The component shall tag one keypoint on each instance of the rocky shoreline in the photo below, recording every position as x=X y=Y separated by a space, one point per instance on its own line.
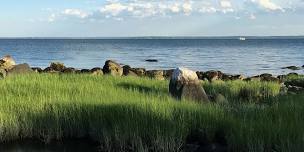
x=9 y=67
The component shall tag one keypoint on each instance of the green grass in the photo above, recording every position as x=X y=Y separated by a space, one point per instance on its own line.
x=137 y=114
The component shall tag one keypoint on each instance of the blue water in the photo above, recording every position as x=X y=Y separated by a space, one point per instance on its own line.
x=250 y=57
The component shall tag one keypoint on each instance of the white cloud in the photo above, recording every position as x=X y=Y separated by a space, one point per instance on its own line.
x=52 y=18
x=122 y=9
x=268 y=4
x=225 y=4
x=187 y=7
x=75 y=12
x=114 y=8
x=252 y=16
☆ ☆ ☆ ☆ ☆
One line above contains "of the white". Output that line and each one after it, word for word, and nothing else.

The component shall tag one keypoint on each instance of the white cloud in the photo above, recording every position as x=X y=Y separated by a space, one point per instance on its own line.
x=52 y=18
x=122 y=9
x=268 y=4
x=225 y=4
x=187 y=7
x=75 y=12
x=114 y=8
x=252 y=16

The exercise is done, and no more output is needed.